— REQUEST —
In the rows below, turn everything from the line with "Practice step: locate the cluster" down to the line with "x=205, y=710", both included, into a numbered list, skipping any blank lines.

— STORED DATA —

--------

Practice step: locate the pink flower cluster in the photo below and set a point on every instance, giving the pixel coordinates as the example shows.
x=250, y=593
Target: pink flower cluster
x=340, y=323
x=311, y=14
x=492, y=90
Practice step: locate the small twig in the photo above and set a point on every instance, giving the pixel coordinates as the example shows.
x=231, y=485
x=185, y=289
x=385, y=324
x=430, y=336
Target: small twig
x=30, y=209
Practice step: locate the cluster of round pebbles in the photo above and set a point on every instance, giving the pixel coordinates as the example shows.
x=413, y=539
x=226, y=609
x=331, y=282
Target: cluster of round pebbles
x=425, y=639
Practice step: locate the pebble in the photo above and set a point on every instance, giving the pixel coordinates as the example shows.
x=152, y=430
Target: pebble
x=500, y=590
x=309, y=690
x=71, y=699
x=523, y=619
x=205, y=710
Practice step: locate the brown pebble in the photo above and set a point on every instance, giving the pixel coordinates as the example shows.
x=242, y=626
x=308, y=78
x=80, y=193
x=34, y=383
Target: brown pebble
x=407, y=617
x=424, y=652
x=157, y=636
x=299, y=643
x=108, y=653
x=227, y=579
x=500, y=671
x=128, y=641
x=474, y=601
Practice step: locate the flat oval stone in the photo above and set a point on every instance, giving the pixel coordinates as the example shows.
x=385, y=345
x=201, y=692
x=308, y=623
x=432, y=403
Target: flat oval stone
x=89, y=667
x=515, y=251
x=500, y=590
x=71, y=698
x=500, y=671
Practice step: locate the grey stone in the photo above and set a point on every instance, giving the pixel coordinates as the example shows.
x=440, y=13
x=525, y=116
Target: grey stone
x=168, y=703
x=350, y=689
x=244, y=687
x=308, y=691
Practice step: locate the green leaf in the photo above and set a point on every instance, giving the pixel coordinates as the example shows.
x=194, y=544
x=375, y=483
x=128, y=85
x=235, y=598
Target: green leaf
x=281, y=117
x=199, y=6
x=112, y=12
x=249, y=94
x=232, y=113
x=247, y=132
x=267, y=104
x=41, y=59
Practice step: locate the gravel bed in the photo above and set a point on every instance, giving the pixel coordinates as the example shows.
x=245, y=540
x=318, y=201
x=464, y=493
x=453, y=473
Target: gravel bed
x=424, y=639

--------

— WRITTEN SOLUTION —
1. Practice step: locate the cluster of round pebbles in the photo above and set a point on every instance, giving the pixel coordinates as the example shows.
2. x=413, y=539
3. x=226, y=609
4. x=331, y=282
5. Target: cluster of round pebbles
6. x=425, y=639
7. Practice step: locate the pebble in the photo above and set a point on every instance, giving the pixel coordinates as the example shows.
8. x=152, y=430
9. Target: pebble
10. x=500, y=590
11. x=309, y=690
12. x=71, y=699
13. x=523, y=619
14. x=205, y=710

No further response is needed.